----- Extracted information

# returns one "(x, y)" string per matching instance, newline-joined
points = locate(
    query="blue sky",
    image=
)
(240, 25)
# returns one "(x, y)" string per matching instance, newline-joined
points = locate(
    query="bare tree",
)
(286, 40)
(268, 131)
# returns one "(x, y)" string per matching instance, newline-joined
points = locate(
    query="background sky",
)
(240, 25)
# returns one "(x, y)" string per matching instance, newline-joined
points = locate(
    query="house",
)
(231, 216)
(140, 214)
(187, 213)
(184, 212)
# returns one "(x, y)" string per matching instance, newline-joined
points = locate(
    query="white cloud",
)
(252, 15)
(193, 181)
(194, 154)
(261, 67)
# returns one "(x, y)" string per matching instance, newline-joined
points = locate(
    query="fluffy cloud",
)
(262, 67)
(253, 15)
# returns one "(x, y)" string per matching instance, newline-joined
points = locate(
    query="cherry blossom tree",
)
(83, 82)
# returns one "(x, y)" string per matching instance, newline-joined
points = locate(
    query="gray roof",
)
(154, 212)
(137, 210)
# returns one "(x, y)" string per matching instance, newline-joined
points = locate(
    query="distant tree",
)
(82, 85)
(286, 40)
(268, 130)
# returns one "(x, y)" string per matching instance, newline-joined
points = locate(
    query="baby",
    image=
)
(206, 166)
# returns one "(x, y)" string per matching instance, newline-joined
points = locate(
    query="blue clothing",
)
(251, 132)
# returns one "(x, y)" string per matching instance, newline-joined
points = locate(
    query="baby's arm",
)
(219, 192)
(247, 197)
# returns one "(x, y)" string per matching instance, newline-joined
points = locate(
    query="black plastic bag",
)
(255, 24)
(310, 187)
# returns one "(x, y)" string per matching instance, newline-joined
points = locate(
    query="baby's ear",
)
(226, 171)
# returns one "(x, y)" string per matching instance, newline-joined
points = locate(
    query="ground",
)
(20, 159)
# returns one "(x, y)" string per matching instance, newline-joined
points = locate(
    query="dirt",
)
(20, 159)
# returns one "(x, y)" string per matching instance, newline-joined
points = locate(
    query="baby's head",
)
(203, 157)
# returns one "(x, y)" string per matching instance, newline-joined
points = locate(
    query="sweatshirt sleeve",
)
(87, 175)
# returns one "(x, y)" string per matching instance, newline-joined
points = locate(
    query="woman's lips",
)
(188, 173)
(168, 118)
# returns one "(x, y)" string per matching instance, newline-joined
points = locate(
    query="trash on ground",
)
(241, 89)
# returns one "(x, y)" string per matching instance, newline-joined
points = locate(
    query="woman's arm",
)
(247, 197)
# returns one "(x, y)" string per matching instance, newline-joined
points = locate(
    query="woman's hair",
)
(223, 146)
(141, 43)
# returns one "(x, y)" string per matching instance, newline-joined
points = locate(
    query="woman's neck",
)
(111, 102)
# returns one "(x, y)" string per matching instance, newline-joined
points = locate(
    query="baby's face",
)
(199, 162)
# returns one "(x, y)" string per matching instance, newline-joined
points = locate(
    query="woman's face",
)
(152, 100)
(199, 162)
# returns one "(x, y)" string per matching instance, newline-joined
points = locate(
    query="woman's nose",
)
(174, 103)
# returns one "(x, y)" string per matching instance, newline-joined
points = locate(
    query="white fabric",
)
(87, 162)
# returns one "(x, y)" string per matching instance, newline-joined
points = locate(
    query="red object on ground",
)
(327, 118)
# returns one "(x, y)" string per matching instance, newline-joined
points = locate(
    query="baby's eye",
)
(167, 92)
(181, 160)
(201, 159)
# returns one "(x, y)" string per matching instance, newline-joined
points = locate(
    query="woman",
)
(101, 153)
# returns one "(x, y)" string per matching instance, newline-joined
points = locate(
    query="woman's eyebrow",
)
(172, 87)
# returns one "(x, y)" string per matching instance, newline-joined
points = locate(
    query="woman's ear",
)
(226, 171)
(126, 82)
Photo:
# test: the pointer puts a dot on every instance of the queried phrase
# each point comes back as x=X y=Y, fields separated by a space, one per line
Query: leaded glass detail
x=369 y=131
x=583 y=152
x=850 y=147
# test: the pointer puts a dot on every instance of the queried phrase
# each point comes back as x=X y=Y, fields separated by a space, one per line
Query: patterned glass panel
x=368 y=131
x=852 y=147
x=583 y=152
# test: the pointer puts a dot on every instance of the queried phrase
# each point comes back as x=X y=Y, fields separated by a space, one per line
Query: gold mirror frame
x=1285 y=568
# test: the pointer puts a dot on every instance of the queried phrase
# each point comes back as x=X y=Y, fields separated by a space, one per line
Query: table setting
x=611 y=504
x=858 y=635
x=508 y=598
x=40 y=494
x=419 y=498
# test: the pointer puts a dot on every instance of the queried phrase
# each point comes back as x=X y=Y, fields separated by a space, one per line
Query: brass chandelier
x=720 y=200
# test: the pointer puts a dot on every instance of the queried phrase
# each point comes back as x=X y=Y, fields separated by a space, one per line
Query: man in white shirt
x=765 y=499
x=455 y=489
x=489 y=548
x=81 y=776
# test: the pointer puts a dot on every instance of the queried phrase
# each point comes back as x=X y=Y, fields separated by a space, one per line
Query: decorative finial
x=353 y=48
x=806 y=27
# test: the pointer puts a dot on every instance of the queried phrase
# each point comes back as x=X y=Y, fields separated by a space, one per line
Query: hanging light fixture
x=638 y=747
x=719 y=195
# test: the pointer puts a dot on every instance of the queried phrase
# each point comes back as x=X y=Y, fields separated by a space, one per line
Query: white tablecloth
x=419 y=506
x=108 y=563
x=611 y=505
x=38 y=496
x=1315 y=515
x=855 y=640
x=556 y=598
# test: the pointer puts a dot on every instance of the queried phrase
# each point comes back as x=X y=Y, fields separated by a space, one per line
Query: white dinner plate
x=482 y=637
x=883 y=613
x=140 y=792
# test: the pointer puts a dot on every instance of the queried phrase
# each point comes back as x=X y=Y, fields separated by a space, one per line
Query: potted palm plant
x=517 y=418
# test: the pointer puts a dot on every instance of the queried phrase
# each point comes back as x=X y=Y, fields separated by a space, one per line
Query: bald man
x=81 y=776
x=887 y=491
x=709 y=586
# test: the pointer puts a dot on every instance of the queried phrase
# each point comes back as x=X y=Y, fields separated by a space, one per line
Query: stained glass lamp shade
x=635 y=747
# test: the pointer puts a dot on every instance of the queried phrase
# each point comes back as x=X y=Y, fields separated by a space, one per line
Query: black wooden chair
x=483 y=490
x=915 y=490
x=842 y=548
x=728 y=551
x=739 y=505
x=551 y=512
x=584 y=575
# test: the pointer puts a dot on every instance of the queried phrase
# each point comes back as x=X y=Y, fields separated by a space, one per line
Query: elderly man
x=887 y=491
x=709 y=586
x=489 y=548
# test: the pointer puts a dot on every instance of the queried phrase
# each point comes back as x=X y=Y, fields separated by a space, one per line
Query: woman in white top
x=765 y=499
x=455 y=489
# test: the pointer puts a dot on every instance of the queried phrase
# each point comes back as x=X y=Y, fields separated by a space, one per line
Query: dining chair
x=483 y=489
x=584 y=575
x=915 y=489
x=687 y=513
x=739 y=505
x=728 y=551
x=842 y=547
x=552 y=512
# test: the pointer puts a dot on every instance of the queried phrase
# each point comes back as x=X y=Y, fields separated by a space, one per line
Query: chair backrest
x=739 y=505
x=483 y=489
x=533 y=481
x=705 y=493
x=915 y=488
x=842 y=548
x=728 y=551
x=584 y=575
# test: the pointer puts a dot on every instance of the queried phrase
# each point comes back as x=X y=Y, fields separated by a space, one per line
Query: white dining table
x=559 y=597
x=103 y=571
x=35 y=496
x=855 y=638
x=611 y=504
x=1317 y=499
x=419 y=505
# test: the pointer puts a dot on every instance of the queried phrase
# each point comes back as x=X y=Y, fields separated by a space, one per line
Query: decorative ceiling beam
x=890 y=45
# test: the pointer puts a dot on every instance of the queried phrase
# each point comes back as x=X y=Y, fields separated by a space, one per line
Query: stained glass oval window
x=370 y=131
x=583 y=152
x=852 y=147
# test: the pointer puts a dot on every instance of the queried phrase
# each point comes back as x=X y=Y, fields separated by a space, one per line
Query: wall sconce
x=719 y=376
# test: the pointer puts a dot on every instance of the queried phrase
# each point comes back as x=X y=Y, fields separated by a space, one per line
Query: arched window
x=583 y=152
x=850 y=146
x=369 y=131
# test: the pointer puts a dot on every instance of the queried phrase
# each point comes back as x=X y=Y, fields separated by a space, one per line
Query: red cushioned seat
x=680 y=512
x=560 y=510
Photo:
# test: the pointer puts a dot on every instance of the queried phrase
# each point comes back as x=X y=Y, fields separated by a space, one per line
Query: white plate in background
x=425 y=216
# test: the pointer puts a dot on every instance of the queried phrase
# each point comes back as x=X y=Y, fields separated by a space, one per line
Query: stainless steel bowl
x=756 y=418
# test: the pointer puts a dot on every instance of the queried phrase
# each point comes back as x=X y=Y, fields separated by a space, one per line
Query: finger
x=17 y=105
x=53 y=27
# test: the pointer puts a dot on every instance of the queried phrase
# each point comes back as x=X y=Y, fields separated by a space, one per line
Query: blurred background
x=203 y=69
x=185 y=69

----------

Task directions: Count the lines in the rows above that contain the string "plate". Give only the number.

Reply: 2